Corrective Actions - Getting to the True Root Cause

W

Willyboy

#1
Hello again.

Below is a CA report that was filled out by our company's shop manager with the help of our QA manager. I know that I can get wordy at times in my descriptions and questions, but if someone(s) could give me their thoughts, I'd be very grateful.

Before we get started, I need to tell you that my opinion is that the “true root cause” has not been found and/or discussed. Here we go.

The explanation of the issue is: “Employees assembled bag incorrectly.”

The root cause (singular cause, not plural) using 5 whys is given as:

Employee assembled package incorrectly.
Did not refer to sample.
They forgot there was a sample.
Were not shown where the sample was.
Employees were not reminded to refer to sample.

Immediate Action is given as:

Incorrect product was reassembled.
Sample given to each employee to follow.

Corrective/Preventive Action is given as:

Retrain employees to follow procedures.

Summary/Final Review is given as:

Follow up when job returns to shop.

As I stated at the beginning, I do not believe that the “true root cause” has been found or discussed. Why?
Because there is no explanation of “how” the bags were assembled incorrectly.

Were they not sealed but should have been? Were they sealed but should not have been? If they were supposed to be sealed, were they sealed too tight? Too loose? At an angle? Did the bags have the wrong parts in them? Too many parts? Not enough parts? Was the wrong bag used?

I believe that the root cause items given:

“Employee assemble package incorrectly.
Did not refer to sample.
They forgot there was a sample.
Were not shown were the sample was.
Employees were not reminded to refer to sample.”
════════════════
**DIRECTIVE 1**: In the corrective action post, what corrective/preventive action does the report list?
**DIRECTIVE 2**: Reproduce the passage of the corrective action post from "As I stated" up to and including "were the sample was.".
**DIRECTIVE 3**: According to the corrective action post, why does the writer think the report has not found the true root cause?
════════════════
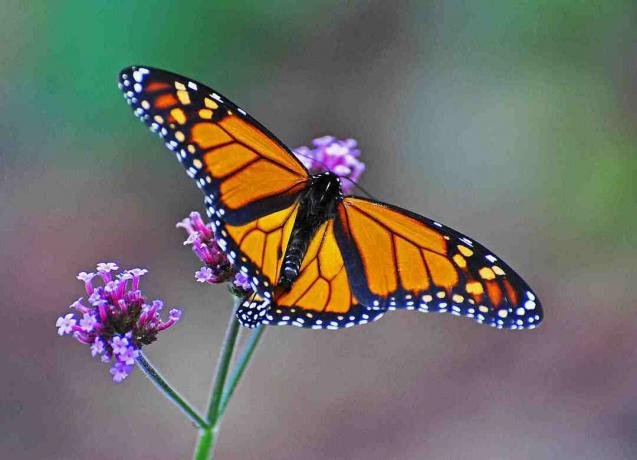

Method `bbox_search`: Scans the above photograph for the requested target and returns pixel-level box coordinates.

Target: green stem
[136,351,209,429]
[193,428,213,460]
[206,297,242,427]
[218,326,265,419]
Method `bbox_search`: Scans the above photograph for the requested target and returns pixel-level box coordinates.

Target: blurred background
[0,0,637,460]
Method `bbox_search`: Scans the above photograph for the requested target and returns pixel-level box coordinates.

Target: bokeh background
[0,0,637,460]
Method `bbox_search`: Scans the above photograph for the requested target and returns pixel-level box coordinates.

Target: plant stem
[217,326,265,419]
[136,351,209,429]
[193,296,242,460]
[206,296,242,426]
[193,428,213,460]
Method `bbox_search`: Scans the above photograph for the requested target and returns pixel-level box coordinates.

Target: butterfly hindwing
[335,197,542,329]
[263,219,383,329]
[119,67,309,297]
[119,67,542,329]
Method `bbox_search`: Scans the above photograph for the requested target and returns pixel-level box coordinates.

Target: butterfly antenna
[294,151,376,200]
════════════════
**WRITTEN RESPONSE 1**: Retrain employees to follow procedures.

**WRITTEN RESPONSE 2**:
As I stated at the beginning, I do not believe that the “true root cause” has been found or discussed. Why?
Because there is no explanation of “how” the bags were assembled incorrectly.

Were they not sealed but should have been? Were they sealed but should not have been? If they were supposed to be sealed, were they sealed too tight? Too loose? At an angle? Did the bags have the wrong parts in them? Too many parts? Not enough parts? Was the wrong bag used?

I believe that the root cause items given:

“Employee assemble package incorrectly.
Did not refer to sample.
They forgot there was a sample.
Were not shown were the sample was.

**WRITTEN RESPONSE 3**: The report never explains how the bags were assembled incorrectly. It does not say whether the problem was the sealing, the parts, or the bag used.